The measures were symbolic because the U.S. Supreme Court already ruled this past summer that the federal health-care law is constitutional, thus making moot any state-level efforts to nullify the federal law.

On Nov. 6, similar health-care amendments were on the ballot in Alabama, Florida, Wyoming and Montana. The amendments allowed residents in those states the option to purchase health insurance or not, which the Affordable Care Act compels all Americans to do in what is called the individual mandate.

In Missouri, a ballot question sought to prevent the Show-Me State from having to set up its own health-insurance exchange, which all states are required to do by Nov. 16.

The Alabama Health Care Amendment — Amendment 6 on the state ballot — passed by a 58% margin, with 738,905 voters approving it and 543,946 voting against. The amendment is supposed to prohibit mandatory participation in any health-care system, which would block the Affordable Care Act from taking effect in that state.

Alabama Gov. Robert Bentley told reporters in Huntsville on Nov. 6 that he favored the effort to amend the Alabama Constitution to prevent the federal health-care law from being implemented in his state.

"The worst piece of legislation that has ever been passed in my lifetime by Congress is this ‘Affordable Health Care Act,’" the governor said, according to AL.com.

"It is not affordable, and it is not health care. It is the worst — ah, I said that. I don’t have to say it twice," Bentley said.

AL.com also reported that Bentley said he did not know if his state will set up its health-insurance exchange by Nov. 16. Alabama missed a deadline last month to submit a list of health-care benefits that would be offered on its exchange to the U.S. Department of Health and Human Services.

In Florida, a similar health-care ballot question failed, with 52% of people voting against the amendment. The measure would have required 60% of voters approving it in order to amend the Florida Constitution.

The Republican-controlled state Legislature in Florida pushed the amendment as a way to send a strong political message against Obamacare. The Florida Health Care Amendment aimed to prevent laws or rules from compelling any person or employer to purchase, obtain or provide health insurance.

Florida state lawmakers tried to get a similar measure on the ballot in 2010, but that state’s Supreme Court prevented those efforts, ruling that the proposed ballot question’s summary was inaccurate and misleading. The Sunshine State’s former attorney general, shortly after President Barack Obama signed his health-care reform into law in 2010, filed a lawsuit against the law.
======
■ **Written task a**
Pick out every line in the rows below that contains the string "rough", matching case, and copy those lines.
======
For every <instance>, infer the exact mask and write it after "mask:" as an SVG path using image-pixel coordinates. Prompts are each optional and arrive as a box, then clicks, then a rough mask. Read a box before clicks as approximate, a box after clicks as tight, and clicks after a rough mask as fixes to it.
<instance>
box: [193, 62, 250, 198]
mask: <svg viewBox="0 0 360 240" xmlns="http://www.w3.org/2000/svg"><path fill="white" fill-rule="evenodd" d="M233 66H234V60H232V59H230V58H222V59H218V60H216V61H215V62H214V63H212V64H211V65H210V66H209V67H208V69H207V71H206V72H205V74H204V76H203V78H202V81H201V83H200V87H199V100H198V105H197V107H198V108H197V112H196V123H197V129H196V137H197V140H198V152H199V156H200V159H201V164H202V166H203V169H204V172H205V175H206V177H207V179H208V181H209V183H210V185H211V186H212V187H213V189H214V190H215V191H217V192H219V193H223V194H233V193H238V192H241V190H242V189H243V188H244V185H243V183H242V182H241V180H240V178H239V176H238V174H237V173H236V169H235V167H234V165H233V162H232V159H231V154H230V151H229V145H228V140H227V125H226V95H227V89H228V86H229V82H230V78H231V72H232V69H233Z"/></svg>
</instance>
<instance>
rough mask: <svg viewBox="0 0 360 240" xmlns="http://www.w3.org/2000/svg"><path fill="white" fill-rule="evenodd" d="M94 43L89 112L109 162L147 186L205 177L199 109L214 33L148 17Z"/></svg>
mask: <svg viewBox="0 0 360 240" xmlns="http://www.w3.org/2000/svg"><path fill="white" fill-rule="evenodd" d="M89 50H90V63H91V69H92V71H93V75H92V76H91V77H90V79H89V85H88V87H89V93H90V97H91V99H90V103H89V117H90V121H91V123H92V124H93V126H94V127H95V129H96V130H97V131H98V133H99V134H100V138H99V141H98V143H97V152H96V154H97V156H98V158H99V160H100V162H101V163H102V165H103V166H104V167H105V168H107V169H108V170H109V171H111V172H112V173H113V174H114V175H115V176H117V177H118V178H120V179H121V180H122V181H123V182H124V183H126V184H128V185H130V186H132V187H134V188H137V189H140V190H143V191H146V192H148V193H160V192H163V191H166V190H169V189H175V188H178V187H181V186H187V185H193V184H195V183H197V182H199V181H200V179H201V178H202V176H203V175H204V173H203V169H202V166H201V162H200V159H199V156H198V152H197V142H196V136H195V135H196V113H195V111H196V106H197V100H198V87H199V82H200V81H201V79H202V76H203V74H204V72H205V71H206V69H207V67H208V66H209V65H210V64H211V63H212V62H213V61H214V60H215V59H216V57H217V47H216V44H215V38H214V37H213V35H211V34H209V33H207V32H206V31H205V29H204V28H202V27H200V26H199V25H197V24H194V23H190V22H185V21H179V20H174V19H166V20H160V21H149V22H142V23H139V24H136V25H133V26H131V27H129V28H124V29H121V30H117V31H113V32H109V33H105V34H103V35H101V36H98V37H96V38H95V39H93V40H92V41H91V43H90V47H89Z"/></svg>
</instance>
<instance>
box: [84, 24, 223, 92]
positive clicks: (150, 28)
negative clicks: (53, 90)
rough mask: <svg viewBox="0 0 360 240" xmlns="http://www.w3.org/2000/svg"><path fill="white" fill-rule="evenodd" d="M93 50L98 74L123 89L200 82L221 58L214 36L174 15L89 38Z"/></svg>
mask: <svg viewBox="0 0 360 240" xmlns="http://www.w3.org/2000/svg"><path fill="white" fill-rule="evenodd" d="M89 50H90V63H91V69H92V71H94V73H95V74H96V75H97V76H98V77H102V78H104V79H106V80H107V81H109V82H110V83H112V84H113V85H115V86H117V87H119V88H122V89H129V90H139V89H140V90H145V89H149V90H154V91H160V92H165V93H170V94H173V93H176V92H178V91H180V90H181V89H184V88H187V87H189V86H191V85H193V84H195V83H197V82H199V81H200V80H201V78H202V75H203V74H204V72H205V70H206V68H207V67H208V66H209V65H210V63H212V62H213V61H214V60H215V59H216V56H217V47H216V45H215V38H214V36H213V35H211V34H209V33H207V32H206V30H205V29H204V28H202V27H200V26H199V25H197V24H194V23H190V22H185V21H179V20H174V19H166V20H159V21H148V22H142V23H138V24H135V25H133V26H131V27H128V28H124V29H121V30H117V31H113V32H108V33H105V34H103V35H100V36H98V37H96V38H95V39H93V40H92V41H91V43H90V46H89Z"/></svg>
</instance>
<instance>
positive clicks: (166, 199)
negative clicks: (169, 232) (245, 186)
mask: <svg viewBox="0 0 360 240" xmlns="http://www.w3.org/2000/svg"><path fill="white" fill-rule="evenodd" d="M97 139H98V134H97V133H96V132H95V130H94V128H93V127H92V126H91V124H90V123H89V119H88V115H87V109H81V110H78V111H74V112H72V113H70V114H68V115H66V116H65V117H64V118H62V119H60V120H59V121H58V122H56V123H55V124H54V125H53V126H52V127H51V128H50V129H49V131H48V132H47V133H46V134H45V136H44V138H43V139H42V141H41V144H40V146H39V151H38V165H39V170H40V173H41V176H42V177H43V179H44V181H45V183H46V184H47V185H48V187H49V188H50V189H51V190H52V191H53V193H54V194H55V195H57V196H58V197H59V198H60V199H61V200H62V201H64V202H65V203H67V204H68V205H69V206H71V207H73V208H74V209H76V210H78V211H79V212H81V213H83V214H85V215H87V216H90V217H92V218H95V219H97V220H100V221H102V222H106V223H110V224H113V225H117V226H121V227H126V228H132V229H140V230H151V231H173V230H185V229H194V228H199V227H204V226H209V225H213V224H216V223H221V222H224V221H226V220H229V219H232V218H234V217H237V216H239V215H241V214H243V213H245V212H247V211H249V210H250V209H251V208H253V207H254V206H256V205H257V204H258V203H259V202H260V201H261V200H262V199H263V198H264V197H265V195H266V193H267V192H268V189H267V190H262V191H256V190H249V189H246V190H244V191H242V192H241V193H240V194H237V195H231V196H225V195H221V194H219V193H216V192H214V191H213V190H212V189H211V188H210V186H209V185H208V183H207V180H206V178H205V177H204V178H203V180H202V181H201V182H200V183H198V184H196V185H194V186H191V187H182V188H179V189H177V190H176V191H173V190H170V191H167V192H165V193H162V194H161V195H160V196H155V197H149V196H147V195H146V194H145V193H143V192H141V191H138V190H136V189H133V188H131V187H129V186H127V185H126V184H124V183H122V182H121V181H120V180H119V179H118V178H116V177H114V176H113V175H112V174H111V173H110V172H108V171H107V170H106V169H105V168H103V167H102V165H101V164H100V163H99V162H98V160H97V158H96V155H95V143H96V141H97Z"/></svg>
======
■ **Written task b**
Echo a stretch of the health-care ballot article word for word. Begin at the words "AL.com also reported" and stop after "and Human Services.".

■ **Task solution a**
For every <instance>, infer the exact mask and write it after "mask:" as an SVG path using image-pixel coordinates. Prompts are each optional and arrive as a box, then clicks, then a rough mask. Read a box before clicks as approximate, a box after clicks as tight, and clicks after a rough mask as fixes to it.
rough mask: <svg viewBox="0 0 360 240" xmlns="http://www.w3.org/2000/svg"><path fill="white" fill-rule="evenodd" d="M94 43L89 112L109 162L147 186L205 177L199 109L214 33L148 17Z"/></svg>
rough mask: <svg viewBox="0 0 360 240" xmlns="http://www.w3.org/2000/svg"><path fill="white" fill-rule="evenodd" d="M93 50L98 74L123 89L200 82L221 58L214 36L174 15L89 38Z"/></svg>

■ **Task solution b**
AL.com also reported that Bentley said he did not know if his state will set up its health-insurance exchange by Nov. 16. Alabama missed a deadline last month to submit a list of health-care benefits that would be offered on its exchange to the U.S. Department of Health and Human Services.